Copy out the entries below precisely; nothing is to be omitted.

» Input:

....

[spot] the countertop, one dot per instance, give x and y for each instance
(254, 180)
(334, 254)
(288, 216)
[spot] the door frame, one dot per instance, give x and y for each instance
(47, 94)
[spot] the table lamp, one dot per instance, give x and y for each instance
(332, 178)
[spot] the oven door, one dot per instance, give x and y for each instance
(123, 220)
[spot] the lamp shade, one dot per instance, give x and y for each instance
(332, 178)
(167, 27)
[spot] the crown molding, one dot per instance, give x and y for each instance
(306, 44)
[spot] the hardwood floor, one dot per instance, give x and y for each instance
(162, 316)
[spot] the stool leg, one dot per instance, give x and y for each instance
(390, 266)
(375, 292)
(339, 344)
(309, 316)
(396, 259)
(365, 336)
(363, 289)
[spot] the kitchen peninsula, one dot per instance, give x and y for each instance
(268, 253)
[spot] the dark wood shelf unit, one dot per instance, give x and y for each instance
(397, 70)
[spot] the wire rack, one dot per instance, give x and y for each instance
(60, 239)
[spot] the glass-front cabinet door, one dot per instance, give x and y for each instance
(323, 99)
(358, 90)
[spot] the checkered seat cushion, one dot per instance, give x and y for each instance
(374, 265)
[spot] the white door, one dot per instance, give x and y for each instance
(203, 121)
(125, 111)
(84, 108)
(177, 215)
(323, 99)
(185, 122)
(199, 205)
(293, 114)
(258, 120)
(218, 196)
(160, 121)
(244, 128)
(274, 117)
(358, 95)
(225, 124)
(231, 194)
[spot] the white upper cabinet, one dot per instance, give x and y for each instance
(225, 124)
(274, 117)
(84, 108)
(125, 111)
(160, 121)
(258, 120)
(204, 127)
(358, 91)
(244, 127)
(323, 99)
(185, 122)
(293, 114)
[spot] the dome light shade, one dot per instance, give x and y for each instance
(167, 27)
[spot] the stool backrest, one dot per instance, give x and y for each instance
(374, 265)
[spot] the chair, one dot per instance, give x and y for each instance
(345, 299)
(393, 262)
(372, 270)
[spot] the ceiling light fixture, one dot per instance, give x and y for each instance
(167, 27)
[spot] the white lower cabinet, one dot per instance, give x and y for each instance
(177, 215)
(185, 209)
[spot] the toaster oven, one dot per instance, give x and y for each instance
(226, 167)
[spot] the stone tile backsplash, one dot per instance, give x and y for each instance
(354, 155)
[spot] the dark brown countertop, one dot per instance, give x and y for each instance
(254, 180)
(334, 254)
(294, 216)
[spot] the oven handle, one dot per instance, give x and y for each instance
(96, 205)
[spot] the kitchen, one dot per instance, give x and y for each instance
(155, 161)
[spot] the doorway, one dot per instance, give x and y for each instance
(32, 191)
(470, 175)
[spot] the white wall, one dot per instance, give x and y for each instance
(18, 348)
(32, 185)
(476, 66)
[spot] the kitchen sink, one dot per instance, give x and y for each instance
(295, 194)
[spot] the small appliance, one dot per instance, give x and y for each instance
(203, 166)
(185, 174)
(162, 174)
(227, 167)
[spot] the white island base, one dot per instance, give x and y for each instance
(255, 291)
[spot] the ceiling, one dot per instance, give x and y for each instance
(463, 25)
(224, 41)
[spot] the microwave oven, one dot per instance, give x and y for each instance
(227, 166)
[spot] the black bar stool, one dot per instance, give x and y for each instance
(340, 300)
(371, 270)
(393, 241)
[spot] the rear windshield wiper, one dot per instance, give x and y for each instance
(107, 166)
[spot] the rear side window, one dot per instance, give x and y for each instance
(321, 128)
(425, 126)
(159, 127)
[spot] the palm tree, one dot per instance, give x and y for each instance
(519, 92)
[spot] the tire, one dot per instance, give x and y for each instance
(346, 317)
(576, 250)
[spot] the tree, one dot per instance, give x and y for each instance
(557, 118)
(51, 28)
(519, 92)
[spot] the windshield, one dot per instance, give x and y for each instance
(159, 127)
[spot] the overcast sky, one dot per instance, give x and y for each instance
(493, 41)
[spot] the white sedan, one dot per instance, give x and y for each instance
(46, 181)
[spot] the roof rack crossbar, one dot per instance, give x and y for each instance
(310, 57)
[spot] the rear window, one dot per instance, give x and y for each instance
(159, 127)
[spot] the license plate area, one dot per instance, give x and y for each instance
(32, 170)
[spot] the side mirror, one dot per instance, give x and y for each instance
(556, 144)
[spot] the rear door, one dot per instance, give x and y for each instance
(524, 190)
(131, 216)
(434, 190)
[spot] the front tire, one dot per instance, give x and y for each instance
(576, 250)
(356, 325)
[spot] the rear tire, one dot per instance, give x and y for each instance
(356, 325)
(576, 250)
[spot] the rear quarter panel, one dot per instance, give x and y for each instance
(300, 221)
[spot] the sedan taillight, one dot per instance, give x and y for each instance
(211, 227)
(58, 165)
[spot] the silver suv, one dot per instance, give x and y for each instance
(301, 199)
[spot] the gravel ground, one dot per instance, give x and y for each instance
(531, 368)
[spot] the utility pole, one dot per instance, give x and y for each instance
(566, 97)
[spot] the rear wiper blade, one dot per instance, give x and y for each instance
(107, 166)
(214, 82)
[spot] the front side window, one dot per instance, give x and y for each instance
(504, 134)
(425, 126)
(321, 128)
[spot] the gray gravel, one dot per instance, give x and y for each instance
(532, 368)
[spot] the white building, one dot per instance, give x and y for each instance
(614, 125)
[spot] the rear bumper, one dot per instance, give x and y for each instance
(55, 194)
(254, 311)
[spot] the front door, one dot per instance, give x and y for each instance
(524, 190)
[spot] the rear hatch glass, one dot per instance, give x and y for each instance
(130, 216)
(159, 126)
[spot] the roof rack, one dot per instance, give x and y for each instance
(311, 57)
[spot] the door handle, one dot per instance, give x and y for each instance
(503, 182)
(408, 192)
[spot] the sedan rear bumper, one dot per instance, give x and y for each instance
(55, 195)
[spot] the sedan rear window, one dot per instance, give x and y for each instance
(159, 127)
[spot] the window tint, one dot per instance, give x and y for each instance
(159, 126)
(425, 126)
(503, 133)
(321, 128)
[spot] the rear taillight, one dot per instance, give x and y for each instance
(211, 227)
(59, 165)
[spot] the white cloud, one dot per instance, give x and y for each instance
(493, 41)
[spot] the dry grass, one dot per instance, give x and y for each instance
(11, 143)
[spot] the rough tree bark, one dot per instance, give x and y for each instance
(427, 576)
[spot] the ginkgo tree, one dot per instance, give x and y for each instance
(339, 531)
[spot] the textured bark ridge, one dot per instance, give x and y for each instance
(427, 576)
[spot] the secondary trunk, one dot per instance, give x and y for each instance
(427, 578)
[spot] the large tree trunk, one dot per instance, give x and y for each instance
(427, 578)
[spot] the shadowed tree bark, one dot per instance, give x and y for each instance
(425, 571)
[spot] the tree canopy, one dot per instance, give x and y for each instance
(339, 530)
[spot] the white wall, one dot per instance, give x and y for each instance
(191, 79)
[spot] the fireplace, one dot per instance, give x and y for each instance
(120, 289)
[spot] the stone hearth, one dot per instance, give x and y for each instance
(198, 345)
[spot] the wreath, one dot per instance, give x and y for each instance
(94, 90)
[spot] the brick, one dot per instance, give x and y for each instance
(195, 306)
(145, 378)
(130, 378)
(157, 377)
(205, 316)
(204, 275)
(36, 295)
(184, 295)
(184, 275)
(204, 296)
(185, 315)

....

» Exercise answer:
[spot] the countertop, one dot per instance, give x and y for each instance
(254, 180)
(334, 254)
(288, 216)
[spot] the door frame, one dot per instance, give x and y for each instance
(47, 94)
[spot] the table lamp, one dot per instance, give x and y for each instance
(332, 178)
[spot] the oven door, one dot per instance, give x and y for each instance
(123, 220)
[spot] the lamp shade, one dot per instance, give x and y for each instance
(332, 178)
(167, 27)
[spot] the crown molding, one dot per instance, give x and y for each instance
(306, 44)
[spot] the hardwood floor, one dot per instance, give x and y for each instance
(162, 316)
[spot] the stool leg, one dot per instance, give x and y for each instance
(390, 266)
(375, 292)
(339, 344)
(309, 316)
(396, 259)
(365, 336)
(363, 289)
[spot] the kitchen peninsula, one dot per instance, give x and y for each instance
(268, 253)
[spot] the dark wood shelf unit, one dot per instance, give x and y for each instance
(397, 70)
[spot] the wire rack, one dot per instance, give x and y for each instance
(60, 239)
[spot] the glass-front cabinet door, one dot per instance, give x and y for each instance
(323, 99)
(358, 90)
[spot] the checkered seat cushion, one dot per instance, give x and y for each instance
(374, 265)
[spot] the white door, one dot per instance, give x and y for each instance
(203, 121)
(125, 111)
(84, 108)
(177, 215)
(323, 99)
(185, 122)
(199, 205)
(293, 114)
(258, 120)
(218, 196)
(160, 121)
(244, 128)
(274, 117)
(358, 95)
(225, 124)
(231, 194)
[spot] the white upper cabinet, one dot per instance, give x and y for each instance
(225, 124)
(274, 117)
(84, 108)
(125, 111)
(160, 121)
(258, 120)
(204, 127)
(358, 91)
(244, 127)
(323, 99)
(185, 122)
(293, 114)
[spot] the dome light shade, one dot per instance, give x and y for each instance
(167, 27)
[spot] the stool backrest, one dot per instance, give x and y for each instance
(374, 265)
[spot] the chair, one dot per instance, give x and y for each instance
(345, 299)
(393, 262)
(372, 270)
[spot] the ceiling light fixture, one dot per instance, give x and y for each instance
(167, 27)
[spot] the white lower cabinet, one dot per instance, give x and y for each instance
(177, 215)
(185, 209)
[spot] the toaster oven, one dot per instance, give x and y for each instance
(226, 167)
[spot] the stone tile backsplash, one dot per instance, give x and y for each instance
(354, 155)
[spot] the dark brown countertop, one dot per instance, give x and y for each instance
(254, 180)
(334, 254)
(294, 216)
[spot] the oven handle, one dot per instance, give x and y for each instance
(96, 205)
[spot] the kitchen, one dot per instance, give x and y for each instance
(155, 161)
[spot] the doorway, one dot per instance, give x and y for each instance
(32, 191)
(470, 175)
[spot] the white wall, one dot per instance, give x and y for each instance
(18, 348)
(32, 185)
(476, 66)
[spot] the kitchen sink, one dot per instance, give x and y for each instance
(295, 194)
[spot] the small appliance, one dot per instance, give x and y for each instance
(203, 166)
(185, 174)
(162, 174)
(227, 167)
[spot] the white island base, one dot per instance, give x and y for each instance
(255, 291)
[spot] the ceiling, one dot per instance, give x and y for each instance
(463, 25)
(224, 41)
[spot] the microwave oven, one dot per instance, give x and y for each instance
(227, 166)
[spot] the black bar stool, one dot per instance, give x and y for each instance
(340, 300)
(371, 270)
(393, 241)
[spot] the rear windshield wiper, one dot per instance, give x and y for each instance
(107, 166)
[spot] the rear side window, one dot per instance, give x and y for each instance
(321, 128)
(425, 126)
(159, 127)
[spot] the palm tree, one dot per instance, give x and y for each instance
(519, 92)
[spot] the tire, one dot per instance, give x and y for each instance
(346, 317)
(576, 250)
[spot] the tree, one dot per instance, give x and y for each instance
(557, 118)
(51, 28)
(519, 92)
[spot] the windshield, one dot per instance, give x and y for each instance
(159, 127)
[spot] the overcast sky, one dot per instance, give x and y for each instance
(493, 41)
[spot] the white sedan, one dot per instance, give x and y for each instance
(46, 181)
[spot] the roof rack crossbar, one dot per instance, give x and y for each instance
(310, 57)
[spot] the rear window, one dot per instance, give x and y for each instance
(159, 127)
[spot] the license plate area, one dot per instance, give x and y for each instance
(32, 170)
[spot] the side mirror, one dot per instance, give x and y for each instance
(556, 144)
[spot] the rear door, one dot per instance, give x and y for each instance
(524, 190)
(131, 216)
(434, 190)
[spot] the front tire, one dot per instance, give x and y for each instance
(576, 250)
(356, 325)
[spot] the rear tire, one dot per instance, give x and y for each instance
(356, 325)
(576, 250)
[spot] the rear quarter panel, one dot per instance, give x and y for each instance
(300, 221)
[spot] the sedan taillight, one dot per instance, give x and y for each instance
(211, 227)
(58, 165)
[spot] the silver suv, one dot per instance, give x and y for each instance
(301, 199)
[spot] the gravel ground, one dot per instance, give x and y for each instance
(531, 368)
[spot] the utility pole, one dot per instance, give x and y for each instance
(566, 97)
[spot] the rear wiper blade, one dot per instance, give x and y for each instance
(107, 166)
(214, 82)
[spot] the front side window, one dot per instance, give x and y for each instance
(504, 134)
(425, 126)
(321, 128)
[spot] the gray gravel, one dot per instance, give x and y for each instance
(532, 368)
[spot] the white building, one dot per instance, give x and y for each instance
(614, 125)
[spot] the rear bumper, one dot per instance, give x and y for each instance
(55, 194)
(254, 311)
[spot] the front door, one dot per instance, give x and y for each instance
(524, 190)
[spot] the rear hatch glass, one dot per instance, give x and y for each instance
(130, 216)
(159, 126)
[spot] the roof rack, one dot per instance, give x and y for each instance
(311, 57)
[spot] the door handle, one dot per instance, give x and y for each instance
(503, 182)
(408, 192)
[spot] the sedan rear bumper, one dot per instance, give x and y for each instance
(55, 195)
[spot] the sedan rear window, one dot per instance, give x and y for each instance
(159, 127)
[spot] the window tint, one dot per instance, give x and y for each instance
(159, 126)
(425, 126)
(503, 133)
(321, 128)
[spot] the rear taillight, one dot per instance, give x and y for each instance
(211, 227)
(59, 165)
[spot] the white cloud, one dot per instance, give x and y for each instance
(493, 41)
[spot] the dry grass, one dot per instance, give x and y for each instance
(11, 143)
[spot] the rough tree bark, one dot per instance, give x and y for each instance
(427, 576)
[spot] the ginkgo tree, one dot per instance, give x and y for each instance
(339, 531)
[spot] the textured bark ridge, one dot per instance, give x and y for each instance
(427, 576)
[spot] the secondary trunk, one dot per instance, give x and y for each instance
(427, 578)
[spot] the large tree trunk, one dot per instance, give x and y for each instance
(427, 578)
[spot] the shadowed tree bark, one dot per instance, give x and y for each instance
(425, 571)
[spot] the tree canopy, one dot per instance, give x and y for each instance
(339, 530)
[spot] the white wall, one dot per instance, give x and y for each instance
(191, 79)
[spot] the fireplace, one dot per instance, give x and y for each instance
(120, 289)
[spot] the stone hearth, one dot per instance, give x and y for each instance
(198, 345)
[spot] the wreath, one dot per instance, give x and y for each instance
(94, 90)
[spot] the brick, one dot per instance, give x and y for each instance
(195, 306)
(145, 378)
(130, 378)
(157, 377)
(205, 316)
(204, 275)
(36, 295)
(184, 295)
(184, 275)
(204, 296)
(185, 315)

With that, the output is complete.